DATA IN THIS EXERCISE:
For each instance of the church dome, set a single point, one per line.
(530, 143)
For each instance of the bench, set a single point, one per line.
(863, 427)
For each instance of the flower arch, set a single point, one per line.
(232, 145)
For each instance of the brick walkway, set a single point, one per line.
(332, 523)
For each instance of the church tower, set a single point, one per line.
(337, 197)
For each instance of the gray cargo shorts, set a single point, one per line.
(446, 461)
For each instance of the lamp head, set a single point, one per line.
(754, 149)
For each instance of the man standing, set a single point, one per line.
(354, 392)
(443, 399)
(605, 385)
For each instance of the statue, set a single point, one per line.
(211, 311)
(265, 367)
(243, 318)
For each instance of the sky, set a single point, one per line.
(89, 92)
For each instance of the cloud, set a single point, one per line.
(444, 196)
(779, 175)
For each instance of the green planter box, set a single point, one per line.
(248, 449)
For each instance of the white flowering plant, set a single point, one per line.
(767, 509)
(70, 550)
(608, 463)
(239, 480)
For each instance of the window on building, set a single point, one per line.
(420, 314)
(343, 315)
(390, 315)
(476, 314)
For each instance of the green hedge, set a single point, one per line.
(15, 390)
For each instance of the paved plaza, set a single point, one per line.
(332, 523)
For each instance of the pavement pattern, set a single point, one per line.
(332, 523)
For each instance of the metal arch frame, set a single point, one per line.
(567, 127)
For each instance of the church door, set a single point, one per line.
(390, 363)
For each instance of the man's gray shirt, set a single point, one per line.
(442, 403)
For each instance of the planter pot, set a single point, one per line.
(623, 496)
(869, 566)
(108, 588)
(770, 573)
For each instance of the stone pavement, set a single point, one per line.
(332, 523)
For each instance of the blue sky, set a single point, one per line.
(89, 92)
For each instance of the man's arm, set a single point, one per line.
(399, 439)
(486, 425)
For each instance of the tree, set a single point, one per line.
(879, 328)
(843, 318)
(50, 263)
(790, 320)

WHAT IS NEEDED:
The full set of records must be transcribed character for character.

RESPONSE TO THE TASK:
For each instance of the church dome, set a single point, one per line.
(530, 143)
For each instance of the bench, set a single point, one per line.
(863, 427)
For each instance of the flower arch, set a single point, one per line.
(232, 145)
For each instance of the brick walkway, set a single point, one per line.
(332, 523)
For each instance of the church tower, set a single point, one per line.
(337, 197)
For each instance of the gray cargo shorts, set a single point, one per line.
(446, 461)
For each instance of the lamp head, set a single point, one per line.
(754, 149)
For each instance of the man standing, set a single point, one per line.
(354, 392)
(443, 399)
(605, 385)
For each instance of the statue, set a single point, one per line.
(211, 311)
(265, 367)
(243, 318)
For each instance of the sky, set a single point, one per line.
(89, 92)
For each instance of the cloud, set a single point, one per line.
(444, 196)
(779, 175)
For each instance of the green planter box, set a single point, one per line.
(248, 449)
For each instance of the white flowering plant, set a single point, one per line.
(767, 509)
(70, 550)
(608, 463)
(239, 480)
For each instance of the window on building, set a single point, one per line.
(420, 314)
(343, 315)
(390, 315)
(476, 314)
For each instance of the green hedge, set a single point, one per line.
(15, 390)
For each instance of the paved plaza, set a single point, one per line.
(332, 523)
For each instance of the pavement pattern, set a single point, one per line.
(332, 523)
For each instance of the metal arch frame, set a single point, one per line.
(567, 127)
For each instance of the church door, set a single point, one per line.
(390, 363)
For each instance of the man's gray shirt, set a single point, one per line.
(442, 403)
For each instance of the planter pot, set a single point, one per line.
(623, 496)
(869, 566)
(108, 588)
(770, 573)
For each instance of the stone pavement, set a single point, one per line.
(332, 523)
For each instance of the blue sky, set a single point, one per line.
(89, 92)
For each instance of the man's arm, set a single point, one per line.
(399, 439)
(486, 425)
For each instance of the tree, set a single point, one per line.
(879, 328)
(843, 318)
(50, 263)
(790, 320)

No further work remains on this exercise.